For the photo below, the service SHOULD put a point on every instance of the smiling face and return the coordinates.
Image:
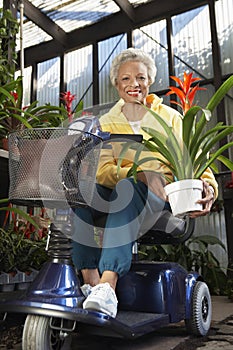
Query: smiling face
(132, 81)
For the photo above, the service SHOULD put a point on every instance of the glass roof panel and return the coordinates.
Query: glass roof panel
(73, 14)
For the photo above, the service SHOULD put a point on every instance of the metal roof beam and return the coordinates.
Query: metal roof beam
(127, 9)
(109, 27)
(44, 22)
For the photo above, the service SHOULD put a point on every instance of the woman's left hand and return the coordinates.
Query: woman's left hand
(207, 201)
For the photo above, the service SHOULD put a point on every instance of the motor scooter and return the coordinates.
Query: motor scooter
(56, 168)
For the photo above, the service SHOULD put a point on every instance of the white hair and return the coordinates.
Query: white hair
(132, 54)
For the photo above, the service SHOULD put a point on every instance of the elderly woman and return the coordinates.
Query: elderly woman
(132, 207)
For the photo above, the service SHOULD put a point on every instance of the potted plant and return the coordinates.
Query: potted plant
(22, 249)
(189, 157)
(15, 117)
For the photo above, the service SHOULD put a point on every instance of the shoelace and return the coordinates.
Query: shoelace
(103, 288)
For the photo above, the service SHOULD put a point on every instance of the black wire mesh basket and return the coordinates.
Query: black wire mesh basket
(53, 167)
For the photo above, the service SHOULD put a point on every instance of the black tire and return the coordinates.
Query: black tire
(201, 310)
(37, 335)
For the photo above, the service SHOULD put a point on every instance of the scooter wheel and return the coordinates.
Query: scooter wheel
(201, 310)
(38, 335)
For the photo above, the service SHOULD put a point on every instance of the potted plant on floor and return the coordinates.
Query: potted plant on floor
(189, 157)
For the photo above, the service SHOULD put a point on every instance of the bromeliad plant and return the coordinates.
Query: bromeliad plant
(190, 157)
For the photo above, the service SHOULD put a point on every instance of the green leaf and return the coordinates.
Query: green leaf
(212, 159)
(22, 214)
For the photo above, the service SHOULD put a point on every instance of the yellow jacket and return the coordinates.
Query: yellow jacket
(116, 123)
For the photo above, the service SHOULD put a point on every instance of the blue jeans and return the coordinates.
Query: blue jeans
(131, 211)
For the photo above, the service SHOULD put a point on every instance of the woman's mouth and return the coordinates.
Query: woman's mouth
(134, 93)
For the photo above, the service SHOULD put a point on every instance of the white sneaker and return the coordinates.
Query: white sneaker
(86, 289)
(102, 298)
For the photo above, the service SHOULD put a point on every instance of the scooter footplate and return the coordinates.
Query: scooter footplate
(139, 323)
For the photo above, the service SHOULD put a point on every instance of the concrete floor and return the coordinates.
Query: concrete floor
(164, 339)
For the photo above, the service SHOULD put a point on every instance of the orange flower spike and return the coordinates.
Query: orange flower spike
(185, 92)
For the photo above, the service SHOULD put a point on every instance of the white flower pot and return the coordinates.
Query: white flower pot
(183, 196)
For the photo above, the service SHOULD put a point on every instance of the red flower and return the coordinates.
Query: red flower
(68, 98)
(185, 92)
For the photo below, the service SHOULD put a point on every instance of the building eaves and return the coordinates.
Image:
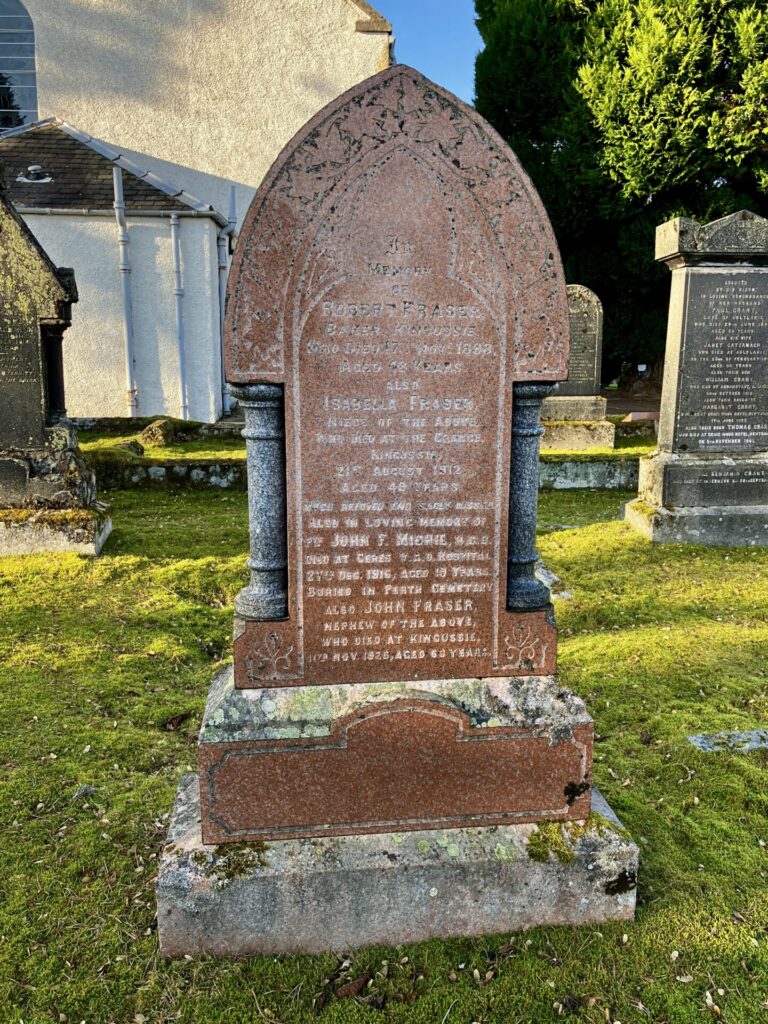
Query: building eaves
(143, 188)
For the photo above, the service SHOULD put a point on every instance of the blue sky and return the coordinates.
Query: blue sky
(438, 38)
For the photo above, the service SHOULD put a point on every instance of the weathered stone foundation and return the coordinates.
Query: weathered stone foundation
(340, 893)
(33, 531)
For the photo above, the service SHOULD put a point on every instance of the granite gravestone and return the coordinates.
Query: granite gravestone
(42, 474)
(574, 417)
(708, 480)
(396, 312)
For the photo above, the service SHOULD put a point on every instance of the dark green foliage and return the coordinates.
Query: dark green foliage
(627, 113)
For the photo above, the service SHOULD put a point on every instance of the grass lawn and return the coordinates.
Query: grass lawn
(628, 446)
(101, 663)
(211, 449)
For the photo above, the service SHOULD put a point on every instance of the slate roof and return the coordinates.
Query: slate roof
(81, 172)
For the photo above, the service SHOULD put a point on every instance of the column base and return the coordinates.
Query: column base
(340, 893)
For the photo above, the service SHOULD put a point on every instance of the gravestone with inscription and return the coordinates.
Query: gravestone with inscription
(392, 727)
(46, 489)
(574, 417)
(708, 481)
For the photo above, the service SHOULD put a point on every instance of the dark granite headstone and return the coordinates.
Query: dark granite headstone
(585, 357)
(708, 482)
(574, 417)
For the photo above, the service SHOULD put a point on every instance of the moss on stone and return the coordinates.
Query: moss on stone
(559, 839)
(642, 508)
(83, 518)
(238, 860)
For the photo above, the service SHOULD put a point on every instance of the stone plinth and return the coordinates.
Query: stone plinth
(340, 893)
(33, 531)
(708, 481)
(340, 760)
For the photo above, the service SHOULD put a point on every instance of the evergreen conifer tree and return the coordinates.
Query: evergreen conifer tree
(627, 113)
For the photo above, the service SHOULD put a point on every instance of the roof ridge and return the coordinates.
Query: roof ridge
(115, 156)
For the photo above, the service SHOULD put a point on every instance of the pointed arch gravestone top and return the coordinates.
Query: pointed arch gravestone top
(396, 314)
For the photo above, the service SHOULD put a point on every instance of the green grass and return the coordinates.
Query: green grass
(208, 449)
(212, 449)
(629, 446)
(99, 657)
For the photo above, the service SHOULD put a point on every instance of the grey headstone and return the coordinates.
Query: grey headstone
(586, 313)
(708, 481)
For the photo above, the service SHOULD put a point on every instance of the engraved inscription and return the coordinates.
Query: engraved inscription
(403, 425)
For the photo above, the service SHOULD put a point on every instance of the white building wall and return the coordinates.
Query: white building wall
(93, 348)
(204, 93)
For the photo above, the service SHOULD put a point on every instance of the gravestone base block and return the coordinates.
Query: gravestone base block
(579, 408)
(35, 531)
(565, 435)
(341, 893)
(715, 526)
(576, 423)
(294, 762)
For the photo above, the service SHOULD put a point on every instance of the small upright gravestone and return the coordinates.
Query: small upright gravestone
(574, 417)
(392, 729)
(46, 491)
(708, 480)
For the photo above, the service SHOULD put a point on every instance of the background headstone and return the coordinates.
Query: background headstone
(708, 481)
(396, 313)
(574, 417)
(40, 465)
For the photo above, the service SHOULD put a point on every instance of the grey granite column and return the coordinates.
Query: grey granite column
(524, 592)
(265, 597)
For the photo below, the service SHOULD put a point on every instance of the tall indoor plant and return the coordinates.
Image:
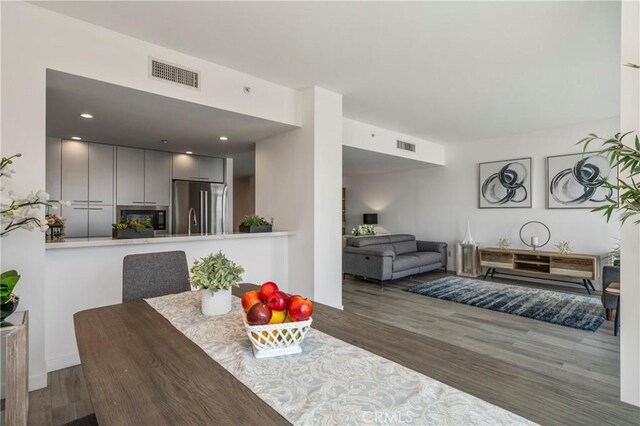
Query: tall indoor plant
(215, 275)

# # # # #

▶ _What to do_
Verbatim reproduction of every entry is needed, with the images left out.

▶ _Answer for this exercise_
For the photo below, the service SHOULD put a point on every instance of the smiling face and return the coordinates.
Image:
Query: smiling face
(132, 81)
For the photo above, the service SHOULD put a point on every instance of the glass roof panel and return the coordinates.
Query: glass roof panel
(73, 14)
For the photo above, the service SHOULD put a point on every instance of the metal roof beam and return the coordinates.
Query: metal roof beam
(127, 9)
(109, 27)
(44, 22)
For the photo above, the service SHOULD put a point on every instance of the woman's left hand and return the coordinates.
Query: woman's left hand
(207, 201)
For the photo above, the service SHOULD put a point on every instance of the motor scooter and return the coordinates.
Query: motor scooter
(56, 168)
For the photo above, the service SHOULD put a point on every instance of the white hair and return the coordinates.
Query: white hair
(132, 54)
For the photo above, the service SHOULD put a point on every instance of the elderly woman and return the coordinates.
Query: elderly woman
(132, 207)
For the photo above, the service SHOULD put a point on every instance of the potted plant and return the coordinates.
Query: potted plant
(22, 249)
(189, 157)
(15, 117)
For the photo above, the service SHOULD put a point on every instance of the shoelace and return the coordinates.
Query: shoelace
(103, 288)
For the photo above, the service SHOULD put a point on every instance of the black wire mesh basket and return the coordinates.
Query: black wire mesh basket
(53, 167)
For the photo above, the service SHOULD put a point on every instance of the black tire and return the coordinates.
Query: black tire
(201, 310)
(37, 335)
For the photo above, the service SHOULD put a point on every instance of the scooter wheel and return the coordinates.
Query: scooter wheel
(201, 310)
(38, 335)
For the photo above, the service SHOULD put a point on every instance of the potted plant on floor and return the coordinates.
Query: potted plant on floor
(189, 157)
For the photo above, the service SHOULD put a point on every instance of the bromeliad plant and return the coordinates.
Query: bromeliad plant
(190, 157)
For the photo above, the service SHOULD put a point on every instance of the green leaf and return the coordinates.
Query: green leaf
(212, 159)
(22, 214)
For the photo above, the service SHOULD put a point on every instance of the yellow jacket and return the coordinates.
Query: yellow jacket
(116, 123)
For the photo above, the service SHOULD put a point on every instance of the blue jeans and return the coordinates.
Query: blue jeans
(131, 211)
For the photo above, the service SHOULD put a point on every instance of the woman's mouth and return the coordinates.
Query: woman's mouth
(134, 93)
For the photo above, the service SHOULD put a point on every instance of the white sneaker and return the coordinates.
Query: white sneaker
(86, 289)
(102, 298)
For the photo above, the service SHOULD put a point on every instance of the scooter footplate and return the coordinates.
Query: scooter footplate
(139, 323)
For the photo above, the service SHOULD put a point on every instance of the concrete floor and return the coordinates.
Query: concrete floor
(164, 339)
For the photo above, the service SHOULD put a point on every instance of the orange flower spike and return the coordinates.
Query: orange flower spike
(185, 92)
For the photo above, the service SHOULD put a point on every instance of the white flower pot and return the coordinates.
Query: white flower pot
(183, 196)
For the photo above, the service SHOULD put a point on every instance of the red flower and return the coordinates.
Query: red flower
(68, 98)
(185, 92)
For the photo below, the service SHOULD put a point on every instance of the building eaves and return the coordinates.
Image:
Query: building eaves
(143, 188)
For the photo above, the service SHOULD put a point on every instance of the blue sky and return the coordinates.
Query: blue sky
(438, 38)
For the photo above, the service SHOULD put a point on every instance of the weathered stone foundation and return the coordinates.
Query: weathered stone foundation
(340, 893)
(33, 531)
For the photo above, the service SHOULD put a point on every instance of the granite gravestone and return the coordinates.
Query: granite gravestone
(42, 474)
(574, 417)
(708, 480)
(396, 312)
For the photo above, the service SHOULD put a point on every instance of the dark green foliage and return the coordinates.
Query: dark green foliage
(627, 113)
For the photo above, the service SHOULD put a point on every instance of the grass lawn and return the coordinates.
Query: grass lawn
(628, 446)
(101, 663)
(211, 449)
For the photo above, the service SHOULD put a point on every instance of the slate roof and return the coordinates.
Query: slate roof
(81, 172)
For the photo above, the service SHOULD put a point on every instance of the column base and return the coordinates.
Query: column base
(340, 893)
For the photo above, the service SHOULD put a point on every instance of the gravestone with inscription and return the coordinates.
Query: gravestone with inscription
(392, 727)
(46, 489)
(574, 417)
(708, 481)
For the photo above, the service SHOULD put a point on every instance of the dark granite headstone and return the coordinates.
Query: dark granite headstone
(585, 357)
(708, 482)
(574, 417)
For the photo above, the service SHOULD put a point on every instance of the moss on stone and return the coordinates.
Query: moss on stone
(559, 839)
(642, 508)
(83, 518)
(238, 860)
For the photo above, the service SHOULD put a point on every instance of the stone plinth and return the coordinates.
Query: stone plinth
(340, 893)
(33, 531)
(708, 481)
(340, 760)
For the photo above, the service SHOULD put a point on every instance of the evergreen conifer tree and return the coordinates.
Query: evergreen conifer tree
(627, 113)
For the photo above, the service SHOULD put a point on every instance of the roof ridge and return the coordinates.
Query: roof ridge
(115, 156)
For the photo above, the service SHOULD put a point on every instance of the pointed arch gravestone top and return the coordinates.
Query: pointed arch gravestone top
(396, 314)
For the photo above, the service SHOULD put a point on every instance of the green grass and return the coordinates.
Query: green grass
(208, 449)
(212, 449)
(629, 446)
(99, 657)
For the photo above, the service SHOULD put a point on every instance of the grey headstone and return the coordinates.
Query: grey headstone
(586, 313)
(708, 481)
For the photo above, the service SHOULD put a point on every instance of the engraved inscription and return the coordinates.
Query: engraved inscription
(403, 425)
For the photo above, the service SHOULD put a point on every instance of the white building wall and return the coordinates.
Query: white building wall
(93, 348)
(204, 93)
For the photo above, the service SHOULD put a point on every instance of the gravestone base block and return the coordinates.
Query: gravestone base block
(579, 408)
(35, 531)
(565, 435)
(341, 893)
(715, 526)
(576, 423)
(294, 762)
For the photo above, the service SHOULD put a point on every instance of the small upright gravestone and return the coordinates.
Query: small upright gravestone
(574, 417)
(392, 729)
(46, 491)
(708, 480)
For the photo above, the service SHOULD put a point on every instance of the background headstone and return the coordinates.
Query: background headstone
(708, 481)
(396, 313)
(574, 417)
(40, 465)
For the photo above, the service SHOULD put a point on every instance of the grey granite column and return the coordinates.
Query: grey granite column
(524, 592)
(265, 597)
For the photo below, the service SHOULD put a point on every instance of the tall indoor plant and return the coordinates.
Image:
Query: tall indoor plant
(215, 275)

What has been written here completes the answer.